Begin with the first line of the listing and quote every line through the one containing "TARGET: red backpack"; give only those lines.
------ Extracted material
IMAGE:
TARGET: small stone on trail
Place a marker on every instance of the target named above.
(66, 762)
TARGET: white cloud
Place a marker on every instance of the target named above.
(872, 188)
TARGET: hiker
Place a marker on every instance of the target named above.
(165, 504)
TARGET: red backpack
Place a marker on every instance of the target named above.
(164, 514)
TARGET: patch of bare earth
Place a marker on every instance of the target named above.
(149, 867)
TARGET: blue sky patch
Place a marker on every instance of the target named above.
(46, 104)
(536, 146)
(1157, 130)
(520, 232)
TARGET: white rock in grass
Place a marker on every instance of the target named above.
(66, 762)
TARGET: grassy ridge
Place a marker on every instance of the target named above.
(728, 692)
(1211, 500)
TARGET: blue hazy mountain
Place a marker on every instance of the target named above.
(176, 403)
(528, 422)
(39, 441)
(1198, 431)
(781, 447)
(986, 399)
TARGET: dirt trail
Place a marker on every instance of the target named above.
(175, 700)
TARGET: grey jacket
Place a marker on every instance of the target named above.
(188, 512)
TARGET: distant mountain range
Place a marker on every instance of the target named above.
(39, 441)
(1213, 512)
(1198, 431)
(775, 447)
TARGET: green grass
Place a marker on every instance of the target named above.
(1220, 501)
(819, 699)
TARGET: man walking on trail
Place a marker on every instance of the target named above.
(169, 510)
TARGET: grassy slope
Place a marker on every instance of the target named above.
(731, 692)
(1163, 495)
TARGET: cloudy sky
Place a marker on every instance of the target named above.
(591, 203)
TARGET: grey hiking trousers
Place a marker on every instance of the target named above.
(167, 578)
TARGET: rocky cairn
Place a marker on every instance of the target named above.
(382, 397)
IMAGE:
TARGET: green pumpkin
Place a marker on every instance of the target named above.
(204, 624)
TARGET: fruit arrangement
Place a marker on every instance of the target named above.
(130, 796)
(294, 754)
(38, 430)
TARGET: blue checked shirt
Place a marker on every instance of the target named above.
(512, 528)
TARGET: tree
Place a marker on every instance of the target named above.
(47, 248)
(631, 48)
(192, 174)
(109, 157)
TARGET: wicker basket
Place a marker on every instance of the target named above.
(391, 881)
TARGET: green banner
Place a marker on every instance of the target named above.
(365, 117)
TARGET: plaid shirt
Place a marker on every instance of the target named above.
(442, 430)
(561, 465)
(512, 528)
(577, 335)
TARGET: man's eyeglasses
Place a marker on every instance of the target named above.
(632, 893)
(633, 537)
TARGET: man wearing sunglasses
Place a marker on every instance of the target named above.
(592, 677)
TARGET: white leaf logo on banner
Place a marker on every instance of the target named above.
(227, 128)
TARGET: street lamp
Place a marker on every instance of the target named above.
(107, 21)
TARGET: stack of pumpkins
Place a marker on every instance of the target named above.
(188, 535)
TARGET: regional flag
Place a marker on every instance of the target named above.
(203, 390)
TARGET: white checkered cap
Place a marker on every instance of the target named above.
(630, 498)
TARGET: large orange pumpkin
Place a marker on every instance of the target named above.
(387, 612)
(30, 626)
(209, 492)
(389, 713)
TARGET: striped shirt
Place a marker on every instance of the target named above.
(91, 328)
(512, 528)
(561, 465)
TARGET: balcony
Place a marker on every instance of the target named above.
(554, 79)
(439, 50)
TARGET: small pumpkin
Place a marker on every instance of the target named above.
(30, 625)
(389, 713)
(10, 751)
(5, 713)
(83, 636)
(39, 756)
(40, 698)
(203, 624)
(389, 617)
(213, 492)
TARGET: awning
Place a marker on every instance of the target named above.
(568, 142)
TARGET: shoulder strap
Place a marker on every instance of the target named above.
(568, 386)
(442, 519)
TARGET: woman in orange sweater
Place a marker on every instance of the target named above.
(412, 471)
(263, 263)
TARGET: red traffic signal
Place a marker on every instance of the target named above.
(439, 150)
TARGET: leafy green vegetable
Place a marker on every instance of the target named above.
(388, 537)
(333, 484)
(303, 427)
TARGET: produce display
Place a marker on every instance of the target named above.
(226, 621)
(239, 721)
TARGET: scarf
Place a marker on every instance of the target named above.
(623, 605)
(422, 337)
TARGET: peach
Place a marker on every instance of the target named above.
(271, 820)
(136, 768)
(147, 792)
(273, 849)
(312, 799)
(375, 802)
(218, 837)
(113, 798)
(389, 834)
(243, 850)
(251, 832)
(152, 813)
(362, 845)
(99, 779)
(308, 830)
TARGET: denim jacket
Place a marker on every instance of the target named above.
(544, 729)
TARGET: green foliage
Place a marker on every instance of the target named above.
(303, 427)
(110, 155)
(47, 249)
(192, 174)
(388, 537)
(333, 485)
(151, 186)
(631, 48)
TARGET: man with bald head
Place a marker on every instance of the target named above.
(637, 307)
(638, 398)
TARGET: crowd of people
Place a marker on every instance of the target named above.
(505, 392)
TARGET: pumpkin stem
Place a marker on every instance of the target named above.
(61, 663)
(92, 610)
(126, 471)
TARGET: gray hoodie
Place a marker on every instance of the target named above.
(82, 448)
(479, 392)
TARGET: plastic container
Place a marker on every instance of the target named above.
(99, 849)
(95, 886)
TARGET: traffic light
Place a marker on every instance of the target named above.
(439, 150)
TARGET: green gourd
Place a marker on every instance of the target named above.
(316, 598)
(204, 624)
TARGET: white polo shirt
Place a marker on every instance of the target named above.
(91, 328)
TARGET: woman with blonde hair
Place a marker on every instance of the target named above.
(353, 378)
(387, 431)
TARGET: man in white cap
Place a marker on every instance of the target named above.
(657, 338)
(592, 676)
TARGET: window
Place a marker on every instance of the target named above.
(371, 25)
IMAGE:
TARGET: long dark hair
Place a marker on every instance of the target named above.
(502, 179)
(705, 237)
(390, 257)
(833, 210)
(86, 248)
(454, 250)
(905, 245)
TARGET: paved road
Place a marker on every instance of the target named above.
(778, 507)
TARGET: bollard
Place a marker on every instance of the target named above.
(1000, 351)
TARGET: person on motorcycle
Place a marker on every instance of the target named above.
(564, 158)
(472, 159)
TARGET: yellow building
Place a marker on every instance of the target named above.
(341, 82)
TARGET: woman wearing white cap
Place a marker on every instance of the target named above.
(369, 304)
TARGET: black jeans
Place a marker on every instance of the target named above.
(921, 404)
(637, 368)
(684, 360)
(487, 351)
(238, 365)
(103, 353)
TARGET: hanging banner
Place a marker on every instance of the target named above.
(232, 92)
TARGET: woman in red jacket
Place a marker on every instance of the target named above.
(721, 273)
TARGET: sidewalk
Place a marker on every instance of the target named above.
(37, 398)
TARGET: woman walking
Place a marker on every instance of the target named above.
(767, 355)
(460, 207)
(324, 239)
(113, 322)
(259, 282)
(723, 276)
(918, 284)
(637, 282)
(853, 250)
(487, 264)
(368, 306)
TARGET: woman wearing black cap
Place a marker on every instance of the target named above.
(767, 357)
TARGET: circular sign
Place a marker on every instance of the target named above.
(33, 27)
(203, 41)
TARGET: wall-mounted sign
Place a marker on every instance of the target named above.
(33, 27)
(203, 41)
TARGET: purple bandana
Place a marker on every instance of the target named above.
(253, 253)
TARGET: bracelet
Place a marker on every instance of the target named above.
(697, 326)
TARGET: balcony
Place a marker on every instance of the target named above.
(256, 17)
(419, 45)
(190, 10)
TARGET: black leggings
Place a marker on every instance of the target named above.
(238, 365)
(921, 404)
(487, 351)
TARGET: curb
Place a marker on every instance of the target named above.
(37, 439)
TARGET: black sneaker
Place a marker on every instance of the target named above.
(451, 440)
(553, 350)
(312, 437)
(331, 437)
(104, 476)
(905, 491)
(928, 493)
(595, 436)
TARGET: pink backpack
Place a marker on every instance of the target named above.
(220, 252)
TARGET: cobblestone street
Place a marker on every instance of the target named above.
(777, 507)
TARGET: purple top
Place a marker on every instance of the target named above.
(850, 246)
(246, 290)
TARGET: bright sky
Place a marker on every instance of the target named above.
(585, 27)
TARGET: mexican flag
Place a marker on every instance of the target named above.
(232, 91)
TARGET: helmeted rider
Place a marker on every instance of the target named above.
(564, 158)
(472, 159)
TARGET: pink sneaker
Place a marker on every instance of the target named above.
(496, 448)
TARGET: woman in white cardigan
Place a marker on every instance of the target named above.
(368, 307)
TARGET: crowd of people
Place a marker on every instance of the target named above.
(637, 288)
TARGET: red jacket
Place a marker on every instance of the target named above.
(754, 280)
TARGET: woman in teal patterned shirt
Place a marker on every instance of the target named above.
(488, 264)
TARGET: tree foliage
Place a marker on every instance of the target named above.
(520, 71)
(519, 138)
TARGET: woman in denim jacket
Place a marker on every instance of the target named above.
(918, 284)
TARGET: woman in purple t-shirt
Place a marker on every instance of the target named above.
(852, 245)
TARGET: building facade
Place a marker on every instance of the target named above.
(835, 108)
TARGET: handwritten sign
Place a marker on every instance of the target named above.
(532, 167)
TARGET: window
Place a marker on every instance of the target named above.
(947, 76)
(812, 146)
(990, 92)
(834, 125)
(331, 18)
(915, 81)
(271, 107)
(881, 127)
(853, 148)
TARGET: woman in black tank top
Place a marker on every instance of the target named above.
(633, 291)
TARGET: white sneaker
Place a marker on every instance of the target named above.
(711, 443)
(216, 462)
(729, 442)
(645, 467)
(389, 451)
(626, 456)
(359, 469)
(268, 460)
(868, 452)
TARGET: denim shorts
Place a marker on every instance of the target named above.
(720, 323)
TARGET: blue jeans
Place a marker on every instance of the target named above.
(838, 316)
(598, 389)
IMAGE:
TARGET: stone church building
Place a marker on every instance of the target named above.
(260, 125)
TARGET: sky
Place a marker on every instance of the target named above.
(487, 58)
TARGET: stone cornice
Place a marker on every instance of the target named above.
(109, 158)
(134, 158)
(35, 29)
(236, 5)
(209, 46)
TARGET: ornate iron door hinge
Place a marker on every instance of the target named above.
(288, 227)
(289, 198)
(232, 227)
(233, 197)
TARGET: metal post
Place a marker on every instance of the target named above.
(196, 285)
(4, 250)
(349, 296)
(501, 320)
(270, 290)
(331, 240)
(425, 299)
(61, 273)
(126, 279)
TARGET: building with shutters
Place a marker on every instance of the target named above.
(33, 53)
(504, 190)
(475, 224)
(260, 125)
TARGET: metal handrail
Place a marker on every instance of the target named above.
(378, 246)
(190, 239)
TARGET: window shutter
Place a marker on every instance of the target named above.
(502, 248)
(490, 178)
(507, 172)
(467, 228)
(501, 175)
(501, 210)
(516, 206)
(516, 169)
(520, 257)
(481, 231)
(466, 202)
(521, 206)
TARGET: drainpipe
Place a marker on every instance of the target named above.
------------
Response area.
IMAGE:
TARGET: small stone on trail
Place a marker on every instance of the target named above.
(66, 762)
TARGET: white cloud
Place a marker on every instance of the target named above.
(872, 188)
TARGET: hiker
Place a marker on every instance of the target named above.
(165, 504)
TARGET: red backpack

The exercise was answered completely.